▶ STATED EXERCISE:
Count the lines of the material that contain the string "black", matching case exactly. Reply with only that number.

▶ MATERIAL:
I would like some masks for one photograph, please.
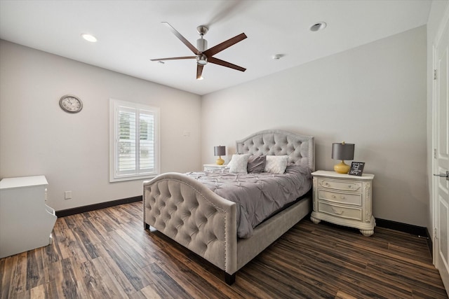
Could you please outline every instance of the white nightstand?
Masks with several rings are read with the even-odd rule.
[[[362,176],[319,170],[313,172],[314,211],[310,220],[321,220],[358,228],[362,235],[374,234],[375,219],[372,214],[374,174]]]
[[[204,167],[205,172],[208,172],[210,170],[216,170],[216,169],[224,169],[226,167],[226,164],[223,164],[222,165],[219,165],[217,164],[204,164],[203,167]]]

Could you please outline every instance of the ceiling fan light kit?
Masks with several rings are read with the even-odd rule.
[[[196,79],[202,80],[203,68],[208,62],[213,63],[214,64],[221,65],[222,67],[229,67],[230,69],[236,69],[240,71],[245,71],[246,69],[239,67],[238,65],[233,64],[230,62],[227,62],[224,60],[219,60],[213,57],[215,54],[222,51],[224,49],[229,48],[230,46],[235,45],[239,41],[246,39],[247,36],[244,33],[240,34],[232,39],[224,41],[222,43],[215,46],[210,49],[208,49],[208,41],[203,39],[204,34],[206,34],[209,29],[204,25],[201,25],[196,27],[196,31],[200,35],[200,39],[196,40],[196,48],[195,48],[189,41],[187,41],[180,33],[179,33],[175,28],[173,28],[167,22],[162,22],[162,24],[167,26],[168,29],[172,32],[173,34],[176,36],[185,46],[190,49],[195,56],[184,56],[179,57],[168,57],[168,58],[158,58],[151,60],[152,61],[162,62],[163,60],[185,60],[185,59],[196,59]]]

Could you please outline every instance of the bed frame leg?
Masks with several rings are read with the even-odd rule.
[[[234,282],[236,282],[236,274],[234,273],[232,275],[230,274],[224,272],[224,281],[228,285],[232,285]]]

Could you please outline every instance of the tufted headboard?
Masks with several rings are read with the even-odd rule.
[[[236,141],[239,153],[255,155],[289,156],[288,162],[315,170],[315,145],[312,136],[294,134],[281,130],[260,131]]]

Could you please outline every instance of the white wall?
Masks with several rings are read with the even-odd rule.
[[[141,195],[142,180],[109,182],[111,97],[160,107],[161,172],[200,167],[199,95],[0,41],[0,178],[44,174],[57,211]]]
[[[205,95],[203,162],[266,129],[314,136],[317,169],[333,169],[333,142],[354,143],[375,174],[374,216],[426,226],[426,71],[424,26]]]

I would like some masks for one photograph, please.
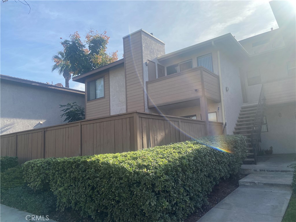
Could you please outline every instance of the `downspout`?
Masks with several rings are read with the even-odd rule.
[[[223,124],[225,124],[225,111],[224,109],[224,101],[223,99],[223,86],[222,85],[222,75],[221,71],[221,61],[220,59],[220,52],[217,49],[217,47],[215,45],[213,41],[212,42],[212,45],[217,50],[217,55],[218,57],[218,68],[219,73],[219,81],[220,83],[220,94],[221,95],[221,108],[222,112],[222,118],[223,120]]]

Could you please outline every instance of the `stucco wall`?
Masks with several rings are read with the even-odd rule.
[[[220,52],[221,76],[227,133],[233,134],[237,116],[242,104],[239,70],[235,62]],[[226,91],[226,87],[229,90]]]
[[[110,91],[110,114],[114,115],[126,111],[124,66],[123,65],[109,70]]]
[[[295,106],[292,103],[266,107],[264,115],[268,132],[261,133],[262,149],[272,146],[273,153],[296,152]]]
[[[280,50],[256,56],[244,63],[241,68],[240,74],[244,79],[247,102],[258,101],[262,84],[248,86],[247,72],[259,70],[261,82],[263,83],[288,77],[287,63],[295,59],[295,50],[292,50],[293,53],[287,49]]]
[[[1,134],[65,123],[60,104],[85,106],[84,94],[13,82],[0,83]]]
[[[147,104],[147,92],[146,91],[146,81],[148,81],[148,67],[145,63],[148,59],[155,63],[156,76],[157,73],[157,57],[164,55],[165,44],[144,32],[141,32],[142,52],[143,59],[143,75],[144,77],[144,99],[145,111],[151,112]]]

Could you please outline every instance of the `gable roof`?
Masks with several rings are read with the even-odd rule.
[[[70,89],[70,88],[66,88],[62,86],[54,86],[51,84],[48,84],[47,83],[41,83],[40,82],[37,82],[35,81],[33,81],[32,80],[29,80],[28,79],[25,79],[16,77],[13,77],[9,75],[6,75],[2,74],[0,75],[0,79],[1,79],[1,80],[4,80],[16,83],[36,86],[38,86],[44,87],[45,88],[78,93],[80,94],[84,95],[85,94],[84,91],[79,90],[78,89]]]
[[[113,68],[116,66],[123,64],[123,59],[121,59],[117,61],[115,61],[113,62],[107,64],[104,66],[100,67],[98,69],[95,69],[94,70],[89,72],[88,73],[85,73],[84,74],[81,74],[79,75],[74,76],[72,78],[72,80],[75,82],[78,82],[79,83],[84,83],[85,78],[86,77],[89,77],[89,76],[93,75],[99,72],[106,70],[107,69],[110,69],[111,68]]]

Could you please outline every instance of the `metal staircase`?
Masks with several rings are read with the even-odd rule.
[[[246,137],[247,152],[247,158],[244,161],[245,164],[256,164],[259,143],[261,142],[265,100],[262,88],[259,101],[243,104],[237,120],[234,134],[241,134]]]

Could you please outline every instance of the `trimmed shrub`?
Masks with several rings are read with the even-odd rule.
[[[59,207],[96,220],[181,221],[206,201],[221,178],[238,172],[246,147],[244,137],[229,135],[57,159],[50,187]]]
[[[19,165],[17,157],[0,157],[0,170],[1,173],[8,169],[15,167]]]
[[[45,215],[56,209],[57,197],[51,192],[34,192],[24,185],[3,192],[1,203],[31,213]]]
[[[25,182],[34,190],[49,190],[50,173],[52,163],[57,159],[51,157],[25,163],[22,165]]]
[[[6,171],[1,173],[1,186],[0,190],[1,194],[3,191],[11,188],[21,186],[25,184],[23,179],[22,169],[20,166],[9,168]]]

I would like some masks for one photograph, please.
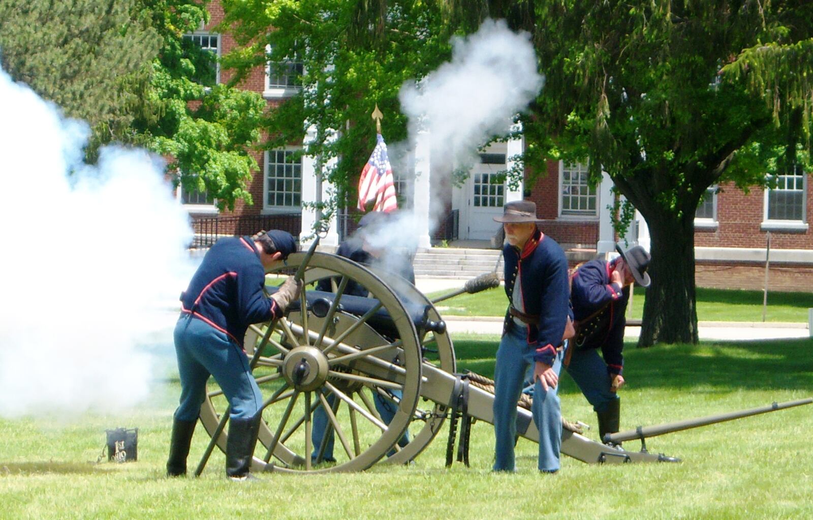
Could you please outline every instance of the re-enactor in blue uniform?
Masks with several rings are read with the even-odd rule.
[[[386,225],[388,221],[392,221],[391,218],[392,216],[390,214],[381,212],[372,212],[367,213],[359,221],[359,229],[357,229],[356,234],[339,244],[339,247],[337,250],[336,254],[339,256],[349,258],[356,263],[365,265],[372,265],[380,269],[389,271],[393,274],[397,274],[404,278],[404,282],[409,282],[409,283],[414,286],[415,269],[412,267],[412,264],[409,260],[410,256],[408,254],[403,254],[402,251],[398,251],[376,250],[366,238],[366,237],[369,237],[378,233],[386,233],[391,231],[392,229],[390,226]],[[393,283],[396,282],[397,280],[390,278],[389,282],[393,283],[393,288],[396,292],[398,292],[398,283]],[[330,278],[320,280],[316,284],[316,290],[332,292],[333,287],[331,286]],[[352,295],[354,296],[367,297],[367,291],[357,282],[350,280],[345,288],[344,294]],[[400,390],[389,390],[388,391],[391,392],[392,396],[394,399],[400,400],[402,397],[402,391]],[[336,400],[336,396],[333,394],[330,394],[328,395],[327,400],[328,404],[333,406]],[[398,410],[398,406],[394,404],[394,402],[381,396],[378,394],[378,392],[373,392],[372,402],[376,407],[376,410],[381,417],[381,421],[383,421],[385,424],[389,424],[392,422],[393,418],[395,417],[395,412]],[[331,429],[331,430],[328,432],[327,437],[324,435],[325,430],[328,429],[328,414],[324,409],[320,406],[313,413],[313,429],[311,431],[311,440],[313,443],[313,452],[311,455],[311,459],[314,462],[336,461],[336,458],[333,457],[333,445],[335,440],[333,430]],[[324,438],[324,450],[322,452],[321,459],[320,459],[319,452],[323,438]],[[409,431],[407,430],[404,433],[401,439],[398,439],[398,446],[403,448],[408,444]]]
[[[299,292],[289,277],[265,296],[265,270],[296,251],[290,234],[272,230],[256,239],[221,238],[212,246],[180,295],[175,350],[180,375],[180,404],[175,412],[167,473],[186,473],[195,423],[211,375],[230,406],[226,474],[245,479],[259,427],[262,394],[243,350],[249,325],[280,317]]]
[[[650,285],[646,272],[649,254],[640,246],[626,252],[619,247],[618,251],[621,256],[610,262],[594,260],[582,264],[571,282],[576,337],[565,368],[593,405],[602,440],[605,435],[619,430],[621,401],[617,391],[624,383],[624,314],[632,283]]]
[[[537,228],[537,205],[506,204],[505,288],[510,302],[494,367],[494,471],[514,470],[516,404],[525,371],[533,366],[532,413],[539,430],[538,469],[559,469],[562,412],[557,395],[569,315],[567,260],[564,251]],[[564,344],[563,344],[564,343]]]

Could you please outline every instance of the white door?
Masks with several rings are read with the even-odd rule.
[[[472,168],[467,182],[468,221],[466,227],[467,238],[470,240],[490,240],[500,227],[493,217],[502,214],[505,203],[505,181],[497,180],[498,172],[504,170],[504,163],[479,164]]]

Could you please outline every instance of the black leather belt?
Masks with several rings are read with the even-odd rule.
[[[508,313],[519,319],[523,323],[527,323],[528,325],[537,325],[539,323],[538,314],[528,314],[527,312],[523,312],[513,305],[510,305],[508,307]]]

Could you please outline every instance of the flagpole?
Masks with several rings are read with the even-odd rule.
[[[376,133],[381,133],[381,120],[384,119],[384,114],[381,111],[378,109],[378,103],[376,103],[376,108],[372,111],[372,119],[376,120]]]

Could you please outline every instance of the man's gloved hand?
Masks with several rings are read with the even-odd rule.
[[[271,295],[272,299],[276,302],[280,309],[285,312],[291,302],[299,298],[299,293],[302,289],[302,280],[298,280],[293,276],[288,277],[280,289]]]

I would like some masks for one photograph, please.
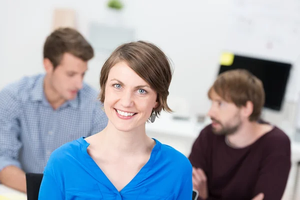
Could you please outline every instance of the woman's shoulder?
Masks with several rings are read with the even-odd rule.
[[[55,150],[48,160],[47,166],[66,166],[74,160],[79,160],[82,156],[84,140],[80,138],[68,142]]]
[[[169,145],[164,144],[162,144],[160,150],[162,159],[168,161],[178,168],[190,168],[192,170],[192,166],[190,160],[181,152]]]

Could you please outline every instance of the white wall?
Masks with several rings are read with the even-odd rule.
[[[106,2],[1,1],[0,68],[6,72],[0,73],[0,88],[24,75],[44,72],[42,46],[46,37],[52,30],[52,14],[55,8],[75,9],[78,29],[88,39],[90,22],[110,20]],[[256,46],[258,42],[255,37],[246,35],[243,38],[242,34],[232,30],[232,25],[236,22],[232,16],[235,4],[244,3],[246,0],[123,2],[126,6],[122,14],[122,24],[136,28],[136,40],[157,44],[174,62],[174,72],[169,99],[176,110],[192,115],[206,112],[210,104],[206,92],[216,77],[220,53],[223,50],[256,55],[264,54],[262,56],[270,58],[277,56],[280,52],[260,52],[262,48]],[[254,17],[252,14],[248,14],[248,16]],[[249,38],[251,40],[248,40]],[[286,49],[280,52],[299,50],[296,45],[284,46]],[[96,56],[90,62],[86,77],[86,82],[97,88],[99,72],[105,58],[105,55]],[[179,106],[183,104],[182,102],[186,102],[186,107],[180,110]],[[284,116],[288,115],[282,113],[269,114],[270,120],[279,121]]]

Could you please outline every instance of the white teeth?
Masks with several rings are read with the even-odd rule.
[[[118,114],[119,114],[122,116],[132,116],[134,114],[134,112],[124,112],[121,110],[116,110],[116,112],[118,112]]]

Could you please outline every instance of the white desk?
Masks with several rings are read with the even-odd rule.
[[[196,120],[189,121],[176,120],[172,115],[162,113],[160,118],[153,124],[146,124],[146,132],[149,136],[154,138],[163,144],[170,145],[188,156],[194,140],[200,131],[210,122],[206,119],[203,123],[197,123]],[[300,172],[298,163],[300,162],[300,142],[294,140],[296,131],[288,123],[276,124],[282,128],[290,138],[291,140],[292,167],[286,191],[282,200],[300,200]],[[297,174],[299,174],[299,178]],[[296,188],[296,187],[298,188]]]
[[[26,200],[26,194],[0,184],[0,200]]]

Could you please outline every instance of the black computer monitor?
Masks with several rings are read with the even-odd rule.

▶ OUTPUT FOR THIS TASK:
2